Exercise instructions:
1) Print the passage of the Westhoff appeal opinion from "Annotate this Case" to "August 13, 1987.", keeping every word unchanged.
2) Carry on the Westhoff appeal opinion from its final sentence.

Excerpted text start

Westhoff v. Kerr SS Co., Inc.

Annotate this Case

219 N.J. Super. 316 (1987)

530 A.2d 352


Superior Court of New Jersey, Appellate Division.

Submitted February 24, 1987.

Decided August 13, 1987.

*318 Before Judges O'BRIEN and LANDAU.

David S. Rudenstein, attorney for appellant.

Montano, Summers, Mullen, Manuel & Owens, attorneys for respondents Michael A. Ferrara, Jr. and Ferrara and Waldman, P.C. (Arthur Montano, of counsel; John H. Osorio, on the brief).

Fratto, Alessi, Abbott & Fitchett, attorneys for respondents Kerr Steamship Co., Inc.: Richard Motta (Frederick F. Fitchett, III, on the brief).

Archer & Greiner, attorneys for respondents Mel P. Barkan and Brauner, Baron, Rosenweig, Kligler, Sparber and Baron (Robert T. Egan and Ellen M. Goering, on the brief).

The opinion of the court was delivered by LANDAU, J.S.C. (temporarily assigned).

This is an appeal by Marlene Westhoff (Marlene), plaintiff in a malicious prosecution action in which summary judgment was awarded to the defendants, Kerr Steamship Co., Inc. (Kerr), Richard Motta (Motta), Michael A. Ferrara, Jr., Esq. (Ferrara); Ferrara and Waldman, P.C. (F & W), Mel P. Barkan, Esq. (Barkan), and Brauner, Baron, Rosenweig, Kligler, Sparber & Baron, Esqs. (B, B, R, K). Marlene appeals also from earlier rulings which denied her requests for financial disclosure and to pierce the attorney-client privilege asserted by the attorney defendants.

Excerpted text end
Entries shown start

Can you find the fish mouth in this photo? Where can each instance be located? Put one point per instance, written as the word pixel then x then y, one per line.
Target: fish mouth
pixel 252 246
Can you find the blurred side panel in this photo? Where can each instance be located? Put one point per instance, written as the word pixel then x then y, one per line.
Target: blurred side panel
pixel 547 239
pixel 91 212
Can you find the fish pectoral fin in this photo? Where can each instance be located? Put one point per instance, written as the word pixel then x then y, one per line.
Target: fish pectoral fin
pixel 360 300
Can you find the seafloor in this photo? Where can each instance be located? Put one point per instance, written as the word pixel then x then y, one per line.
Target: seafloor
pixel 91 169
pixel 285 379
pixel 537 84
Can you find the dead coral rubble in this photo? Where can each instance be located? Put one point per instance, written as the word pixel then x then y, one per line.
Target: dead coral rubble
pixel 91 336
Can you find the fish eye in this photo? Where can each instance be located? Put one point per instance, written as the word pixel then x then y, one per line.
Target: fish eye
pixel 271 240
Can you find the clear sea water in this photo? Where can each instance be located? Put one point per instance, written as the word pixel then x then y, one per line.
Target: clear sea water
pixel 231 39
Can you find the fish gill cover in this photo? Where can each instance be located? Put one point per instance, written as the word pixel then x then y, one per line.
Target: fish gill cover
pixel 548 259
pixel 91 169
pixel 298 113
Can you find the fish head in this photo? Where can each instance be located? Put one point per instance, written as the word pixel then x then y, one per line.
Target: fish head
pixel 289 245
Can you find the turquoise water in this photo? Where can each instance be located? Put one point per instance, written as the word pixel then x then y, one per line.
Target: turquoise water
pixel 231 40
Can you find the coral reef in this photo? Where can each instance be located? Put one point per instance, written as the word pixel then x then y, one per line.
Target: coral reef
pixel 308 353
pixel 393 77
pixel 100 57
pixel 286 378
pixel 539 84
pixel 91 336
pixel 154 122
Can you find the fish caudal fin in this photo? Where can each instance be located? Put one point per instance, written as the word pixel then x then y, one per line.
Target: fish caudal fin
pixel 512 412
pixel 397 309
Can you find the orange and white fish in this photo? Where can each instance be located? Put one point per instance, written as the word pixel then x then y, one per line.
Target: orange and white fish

Entries shown end

Outputs in order:
1)
Annotate this Case

219 N.J. Super. 316 (1987)

530 A.2d 352


Superior Court of New Jersey, Appellate Division.

Submitted February 24, 1987.

Decided August 13, 1987.

2)
The present matter arises out of a prior action, in which appellant had been joined as a defendant together with her husband John Westhoff (John). There Kerr sought recovery of funds embezzled by John in a fraudulent scheme. That suit *319 was later settled by John, but the underlying embezzlement resulted in his federal conviction.

The embezzlement was brought to light in March 1982 as the result of an investigation conducted by Motta, who is an officer of Kerr, and Lee Joiner (now deceased), Kerr's risk management consultant. Barkan and his law firm B, B, R, K participated as attorneys for Kerr, but the New Jersey lawsuit was handled by Ferrara and his firm, F & W. It appears uncontested that the investigation included an interview with a Kerr employee named William P. Hale who confessed to being involved in the scheme, implicating John. Hale made a statement, recorded by a certified shorthand reporter. According to certifications filed in the present matter, he also made oral statements to Joiner, Barkan and Motta on the same occasion, asserting his belief that Marlene had to be aware of what was happening. This asserted oral portion of the Hale statements did not surface during the underlying litigation, including Marlene's motion for summary judgment, which was granted without opposition. Among the facts mentioned by Hale were the substantial lifestyle of the Westhoffs, coupled with John's heavy gambling at Atlantic City casinos. Prior to institution of the underlying action, it was undisputed that John told Motta that he discussed his personal and business activities with Marlene, and confirmed the substantial lifestyle. This was also a subject of Joiner's investigation.

The amount of monies embezzled exceeded $500,000.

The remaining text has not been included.